[Start EXTRACTED RECORDS]

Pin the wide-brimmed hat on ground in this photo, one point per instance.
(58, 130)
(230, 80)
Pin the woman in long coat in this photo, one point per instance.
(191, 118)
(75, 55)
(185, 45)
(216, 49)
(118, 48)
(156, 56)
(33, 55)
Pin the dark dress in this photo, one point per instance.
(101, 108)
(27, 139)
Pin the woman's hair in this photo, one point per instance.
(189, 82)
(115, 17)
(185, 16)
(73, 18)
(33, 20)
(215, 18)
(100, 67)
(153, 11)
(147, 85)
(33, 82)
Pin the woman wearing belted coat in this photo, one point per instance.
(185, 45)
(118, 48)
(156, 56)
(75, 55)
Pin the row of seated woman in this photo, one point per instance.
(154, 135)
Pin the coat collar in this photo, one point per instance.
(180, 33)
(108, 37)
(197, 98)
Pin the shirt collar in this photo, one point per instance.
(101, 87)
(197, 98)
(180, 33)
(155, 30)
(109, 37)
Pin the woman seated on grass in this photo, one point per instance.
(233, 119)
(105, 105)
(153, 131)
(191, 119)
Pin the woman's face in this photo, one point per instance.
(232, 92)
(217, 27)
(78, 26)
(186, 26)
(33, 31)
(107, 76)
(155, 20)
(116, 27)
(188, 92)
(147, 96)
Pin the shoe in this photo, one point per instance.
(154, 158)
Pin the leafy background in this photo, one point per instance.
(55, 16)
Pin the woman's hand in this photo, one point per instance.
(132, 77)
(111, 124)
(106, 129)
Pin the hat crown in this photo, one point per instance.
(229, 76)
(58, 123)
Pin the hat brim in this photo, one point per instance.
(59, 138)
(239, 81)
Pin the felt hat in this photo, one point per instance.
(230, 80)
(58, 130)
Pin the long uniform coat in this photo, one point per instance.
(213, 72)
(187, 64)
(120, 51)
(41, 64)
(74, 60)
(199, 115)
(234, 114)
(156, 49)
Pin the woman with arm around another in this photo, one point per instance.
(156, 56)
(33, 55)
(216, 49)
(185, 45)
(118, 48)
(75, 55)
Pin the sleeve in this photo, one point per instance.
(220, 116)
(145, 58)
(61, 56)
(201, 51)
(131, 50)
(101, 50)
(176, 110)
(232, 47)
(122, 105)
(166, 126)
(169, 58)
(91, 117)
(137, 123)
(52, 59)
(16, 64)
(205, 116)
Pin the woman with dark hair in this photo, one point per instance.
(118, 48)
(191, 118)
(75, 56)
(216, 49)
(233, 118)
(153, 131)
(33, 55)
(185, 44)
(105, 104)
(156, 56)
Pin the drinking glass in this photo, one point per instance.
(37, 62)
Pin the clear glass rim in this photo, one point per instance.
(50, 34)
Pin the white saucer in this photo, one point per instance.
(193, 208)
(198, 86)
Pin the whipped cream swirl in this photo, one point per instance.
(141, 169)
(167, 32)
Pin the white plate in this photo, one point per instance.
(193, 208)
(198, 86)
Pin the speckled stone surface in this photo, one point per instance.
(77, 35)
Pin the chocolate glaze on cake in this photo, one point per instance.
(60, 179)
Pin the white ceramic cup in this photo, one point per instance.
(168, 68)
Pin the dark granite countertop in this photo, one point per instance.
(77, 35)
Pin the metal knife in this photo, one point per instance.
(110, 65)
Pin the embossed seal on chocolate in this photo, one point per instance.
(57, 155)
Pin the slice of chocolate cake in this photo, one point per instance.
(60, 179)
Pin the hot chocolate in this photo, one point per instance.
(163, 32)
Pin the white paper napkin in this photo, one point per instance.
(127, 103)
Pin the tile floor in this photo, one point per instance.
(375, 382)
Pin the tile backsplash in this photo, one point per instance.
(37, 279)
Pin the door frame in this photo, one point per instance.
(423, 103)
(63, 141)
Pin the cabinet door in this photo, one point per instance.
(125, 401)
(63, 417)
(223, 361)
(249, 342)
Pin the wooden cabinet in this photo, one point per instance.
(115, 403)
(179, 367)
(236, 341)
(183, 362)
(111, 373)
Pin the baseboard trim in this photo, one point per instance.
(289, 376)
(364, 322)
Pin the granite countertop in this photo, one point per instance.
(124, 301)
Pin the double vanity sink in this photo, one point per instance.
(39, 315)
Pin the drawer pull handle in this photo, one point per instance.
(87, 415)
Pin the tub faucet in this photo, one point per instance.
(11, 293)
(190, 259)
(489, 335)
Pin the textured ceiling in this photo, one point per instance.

[End EXTRACTED RECORDS]

### [CHALLENGE]
Extract, word for word, each line of the listing above.

### [COMPLETE ANSWER]
Pin the wide-brimmed hat on ground in this photo, one point per instance.
(58, 130)
(230, 80)
Pin the woman in long coat in this photo, one point per instance.
(191, 118)
(75, 55)
(185, 45)
(216, 49)
(118, 48)
(156, 56)
(33, 55)
Pin the dark dress in this photo, one point per instance.
(101, 108)
(27, 139)
Pin the woman's hair in this photo, one point per instance.
(189, 82)
(115, 17)
(185, 16)
(73, 18)
(33, 20)
(215, 18)
(100, 67)
(153, 11)
(147, 85)
(33, 82)
Pin the woman wearing belted coat in this photo, one point per instance.
(185, 45)
(118, 48)
(156, 56)
(75, 55)
Pin the row of seated woman in this photo, one point per instance.
(154, 135)
Pin the coat collar in this photo, one point per instance.
(180, 33)
(108, 37)
(197, 98)
Pin the shirt collar in this photo, one point per instance.
(101, 87)
(197, 98)
(180, 33)
(155, 30)
(109, 37)
Pin the woman seated on grass in this photo, one point per instance.
(233, 119)
(105, 105)
(153, 131)
(191, 119)
Pin the woman's face in this photo, one point per instance.
(232, 92)
(217, 27)
(78, 26)
(186, 26)
(33, 31)
(107, 76)
(155, 20)
(116, 27)
(188, 92)
(147, 96)
Pin the shoe in this photo, one point per instance.
(154, 158)
Pin the leafy background in this photo, one point per instance.
(55, 16)
Pin the woman's hand in this photo, one point per instance.
(132, 77)
(111, 124)
(106, 129)
Pin the hat crown in this photo, one point per instance.
(229, 76)
(58, 123)
Pin the hat brim in this photo, one point per instance.
(59, 138)
(239, 81)
Pin the felt hat in this photo, one point per instance.
(230, 80)
(58, 130)
Pin the long uniform coat in this photo, one point per instance.
(213, 72)
(187, 64)
(120, 51)
(41, 64)
(74, 60)
(199, 115)
(234, 114)
(156, 49)
Pin the woman with arm around another in this photo, one point per instance.
(156, 56)
(33, 55)
(216, 49)
(185, 45)
(118, 48)
(75, 55)
Pin the sleeve in this photo, one point per instance.
(220, 116)
(145, 58)
(61, 56)
(201, 51)
(131, 50)
(101, 50)
(176, 110)
(232, 47)
(122, 105)
(166, 126)
(169, 58)
(91, 117)
(137, 123)
(52, 59)
(16, 64)
(205, 116)
Pin the woman with dark hair in this photo, one point per instance.
(118, 48)
(191, 118)
(75, 56)
(216, 49)
(233, 118)
(153, 131)
(33, 55)
(185, 44)
(105, 104)
(156, 56)
Pin the drinking glass in this photo, one point per instance.
(37, 62)
Pin the clear glass rim in this photo, one point per instance.
(50, 34)
Pin the white saucer in this photo, one point per instance.
(193, 208)
(198, 86)
Pin the whipped cream swirl in this photo, one point per instance.
(141, 169)
(167, 32)
Pin the white plate in this photo, one point per instance.
(193, 208)
(198, 86)
Pin the speckled stone surface in this photo, one point per instance.
(77, 35)
Pin the chocolate glaze on cake in this photo, one point per instance.
(60, 179)
Pin the white ceramic cup in this photo, one point per instance.
(168, 68)
Pin the dark granite countertop in this photo, one point per instance.
(77, 35)
Pin the metal knife in this photo, one point per instance.
(110, 65)
Pin the embossed seal on chocolate in this photo, one point per instance.
(57, 155)
Pin the slice of chocolate cake in this photo, one point per instance.
(60, 179)
Pin the hot chocolate in this photo, one point per instance.
(163, 32)
Pin the white paper napkin in this photo, one point per instance.
(127, 103)
Pin the tile floor in this photo, one point per instance.
(375, 382)
Pin the tile backsplash in this photo, one point per instance.
(37, 279)
Pin the door frame in this photo, one point per instance.
(423, 103)
(63, 141)
Pin the cabinet door in this photo, one point per instance.
(125, 401)
(63, 417)
(223, 361)
(249, 342)
Pin the wooden cabinet in this photo, one point per instance.
(115, 403)
(179, 367)
(236, 341)
(183, 362)
(111, 373)
Pin the baseboard trim in this photo, one point per instance.
(289, 376)
(364, 322)
Pin the granite countertop in this photo, one point per instance.
(124, 301)
Pin the double vanity sink in this photo, one point per instance.
(39, 315)
Pin the drawer pull handle in this photo, one point per instance.
(87, 415)
Pin the tub faucet in this photo, one point per instance.
(11, 293)
(190, 259)
(489, 335)
Pin the textured ceiling in this photo, one point per instance.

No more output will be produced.